** begin The records **

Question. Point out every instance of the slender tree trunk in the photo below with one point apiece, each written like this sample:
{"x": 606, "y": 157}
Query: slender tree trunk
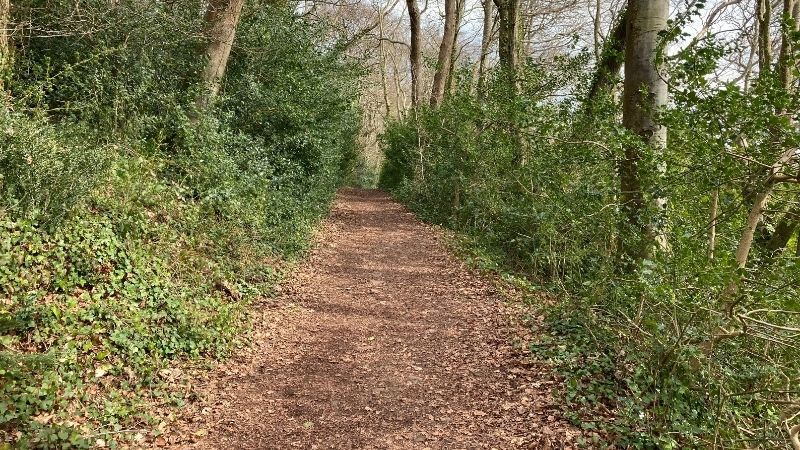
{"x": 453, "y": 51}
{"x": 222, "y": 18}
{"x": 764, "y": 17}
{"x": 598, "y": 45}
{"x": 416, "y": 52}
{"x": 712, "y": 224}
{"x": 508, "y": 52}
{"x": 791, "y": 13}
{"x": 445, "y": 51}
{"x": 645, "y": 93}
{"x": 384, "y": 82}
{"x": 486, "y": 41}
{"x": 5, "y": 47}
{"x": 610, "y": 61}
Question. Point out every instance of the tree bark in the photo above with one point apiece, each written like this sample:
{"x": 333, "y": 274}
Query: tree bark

** end The records **
** begin The records **

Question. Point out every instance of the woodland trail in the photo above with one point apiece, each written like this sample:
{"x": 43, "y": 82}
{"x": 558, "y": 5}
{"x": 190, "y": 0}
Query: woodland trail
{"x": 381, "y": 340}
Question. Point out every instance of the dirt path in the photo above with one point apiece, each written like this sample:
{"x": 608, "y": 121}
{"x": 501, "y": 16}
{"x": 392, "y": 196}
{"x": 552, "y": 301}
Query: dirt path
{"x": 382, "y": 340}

** end The records **

● **Given task**: Render the entries as a JSON list of strings, one string per line with blank lines omitted, starting at the line that contains "Question. Point out every instance of the slender" and stopping after the line that contains "Query: tree bark". Leave the pictures out.

● **Answer for the task**:
[
  "Question. Point out every instance of the slender tree trunk in the photo below with one point apiece, each written like this sample:",
  "{\"x\": 606, \"y\": 157}",
  "Query: slender tree trunk",
  "{\"x\": 453, \"y\": 51}",
  "{\"x\": 222, \"y\": 18}",
  "{\"x\": 764, \"y\": 17}",
  "{\"x\": 598, \"y\": 45}",
  "{\"x\": 416, \"y\": 52}",
  "{\"x\": 712, \"y\": 224}",
  "{\"x\": 508, \"y\": 52}",
  "{\"x\": 791, \"y\": 13}",
  "{\"x\": 445, \"y\": 51}",
  "{\"x\": 645, \"y\": 93}",
  "{\"x\": 384, \"y\": 82}",
  "{\"x\": 486, \"y\": 41}",
  "{\"x\": 5, \"y\": 47}",
  "{\"x\": 610, \"y\": 61}",
  "Question. Point out every instance of the tree bark in the photo above with one point apiece, each written like this sample:",
  "{\"x\": 333, \"y\": 274}",
  "Query: tree bark"
]